WHAT IS NEEDED = Can you reproduce the commentary on the Edward Johnson case word for word, from "Although this documentary" to "the murder weapon?"?

A much younger Clive Stafford Smith appears in this video, dating from the time
he shot to fame as the gullible limey lawyer who advocated for Edward Johnson,
who was executed for murder in 1987. We are told here that Johnson was executed
in spite of many of the guards on death row believing him to be innocent,
though we are not told how many of those guards sat on the jury that convicted
him and sentenced him to death. That claim of innocence is echoed by Mr
Stafford Smith who writes on the Reprieve website:
“One of the executions I witnessed was one of an innocent man: Edward Earl
Johnson, who was executed in a Mississipi gas chamber in 1987”. (His spelling
of Mississippi).
Got that, Ed Johnson was innocent. Right?
Although this documentary is about Linda Carty, it is worthwhile making an
excursion to the Johnson case here to demonstrate just how objective and honest
is our crusading lawyer.
Let us see what the United States Court of Appeals, Fifth Circuit said on May
19, 1987.
In Johnson's brief, to which Stafford Smith contributed, it is argued:
(A) His trial counsel were ineffective. - That old useless lawyer gambit again;
it is truly amazing how many bad lawyers there are in the good old US of A, and
somehow they all seem to get lumbered with innocent clients on capital charges.
(B) His prior habeas corpus counsel were ineffective. - Obviously, if his
lawyers were so bad.
(C) An instruction of the trial court created a mandatory presumption that
improperly shifted the burden of proof to him. - Hmm, like explaining how he
came to be in possession of the murder weapon?
(D) The prosecution concealed the fact that a biased juror failed to disclose
her bias. - Apparently, the juror had a relative in the county, a stepson, who
was in no way connected with these proceedings. That one is weak indeed.
(E) A statement taken from Johnson violated his right to counsel under the
sixth and fourteenth amendments. - These appear to relate to the right to a
speedy trial and perhaps something to do with (playing the) race (card), a well
worn tactic for black defendants who are as guilty as sin. (F) It would violate
the eighth amendment to execute Johnson because he was only 18 years old at the
time of the crime. - The crime he did not commit?
(G) The Mississippi capital statute under which Johnson was tried is
unconstitutional on its face because it limits the mitigating circumstances he
could develop for the jury.
Whatever that means, does the reader notice a curious desideratum? Not one of
these grounds of appeal claims Johnson is not guilty/innocent and has been
wrongly convicted. That is hardly surprising because in the judgment we are
told:
“Johnson asserts that at a time when he was the only suspect, when he was in
custody, and after his family had told law enforcement agents that they wished
to get Johnson an attorney, a statement was taken from him by officers. In this
statement, Johnson implicated himself and gave officers sufficient information
to enable them to recover Marshal Trest's gun that Johnson had used to murder
the officer.”
Oops. What was that about “One of the executions I witnessed was one of an
innocent man: Edward Earl Johnson, who was executed in a Mississipi gas chamber
in 1987”, Clive?
Then there is this classic: “Johnson's new counsel contend that the admission
of this statement was obviously prejudicial.”
Well, yes, if you tell the police where you hid the murder weapon, that might
just be prejudicial to a verdict of not guilty.

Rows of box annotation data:
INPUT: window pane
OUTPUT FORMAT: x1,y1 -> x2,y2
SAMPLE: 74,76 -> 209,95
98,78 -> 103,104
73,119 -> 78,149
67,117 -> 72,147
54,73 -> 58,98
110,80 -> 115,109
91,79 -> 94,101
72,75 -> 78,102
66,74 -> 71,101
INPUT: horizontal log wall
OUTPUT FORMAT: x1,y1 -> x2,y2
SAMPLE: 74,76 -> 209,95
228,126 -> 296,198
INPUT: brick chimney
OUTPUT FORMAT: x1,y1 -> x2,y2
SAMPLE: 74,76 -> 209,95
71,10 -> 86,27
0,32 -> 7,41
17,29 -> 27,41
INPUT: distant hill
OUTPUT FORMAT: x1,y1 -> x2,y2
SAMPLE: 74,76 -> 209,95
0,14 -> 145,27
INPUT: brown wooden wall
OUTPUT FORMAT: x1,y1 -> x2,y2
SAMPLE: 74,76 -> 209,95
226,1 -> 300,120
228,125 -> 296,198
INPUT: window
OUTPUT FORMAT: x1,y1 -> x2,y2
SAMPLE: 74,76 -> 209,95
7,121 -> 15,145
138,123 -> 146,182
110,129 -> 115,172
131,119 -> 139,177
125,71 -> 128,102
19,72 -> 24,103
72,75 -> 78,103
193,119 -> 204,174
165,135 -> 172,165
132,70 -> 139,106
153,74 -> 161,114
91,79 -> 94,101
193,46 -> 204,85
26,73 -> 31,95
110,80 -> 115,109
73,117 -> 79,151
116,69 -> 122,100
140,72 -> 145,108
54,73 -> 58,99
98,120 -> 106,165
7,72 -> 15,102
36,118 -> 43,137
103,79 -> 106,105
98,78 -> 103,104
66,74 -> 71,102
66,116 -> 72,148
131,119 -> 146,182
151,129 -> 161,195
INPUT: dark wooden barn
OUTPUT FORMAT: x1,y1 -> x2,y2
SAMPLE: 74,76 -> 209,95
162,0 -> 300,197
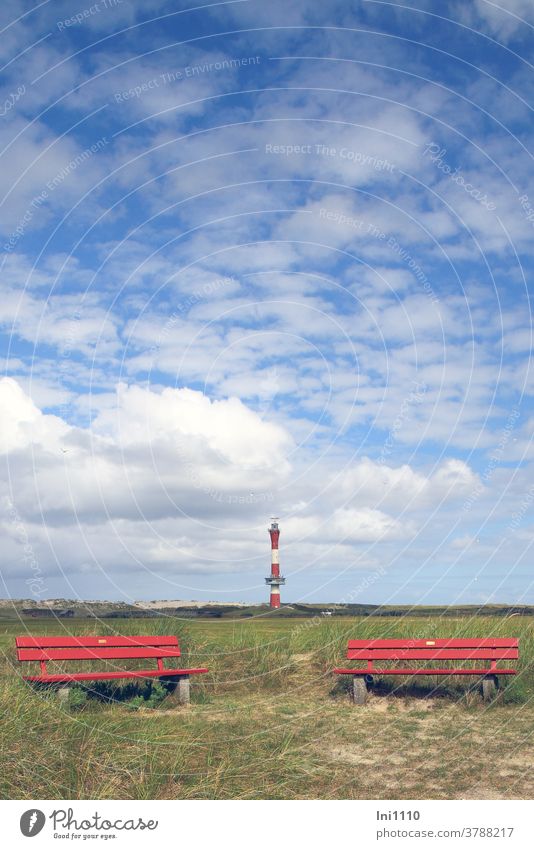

ANSWER FOR THE TASK =
Although this documentary is about Linda Carty, it is worthwhile making an
excursion to the Johnson case here to demonstrate just how objective and honest
is our crusading lawyer.
Let us see what the United States Court of Appeals, Fifth Circuit said on May
19, 1987.
In Johnson's brief, to which Stafford Smith contributed, it is argued:
(A) His trial counsel were ineffective. - That old useless lawyer gambit again;
it is truly amazing how many bad lawyers there are in the good old US of A, and
somehow they all seem to get lumbered with innocent clients on capital charges.
(B) His prior habeas corpus counsel were ineffective. - Obviously, if his
lawyers were so bad.
(C) An instruction of the trial court created a mandatory presumption that
improperly shifted the burden of proof to him. - Hmm, like explaining how he
came to be in possession of the murder weapon?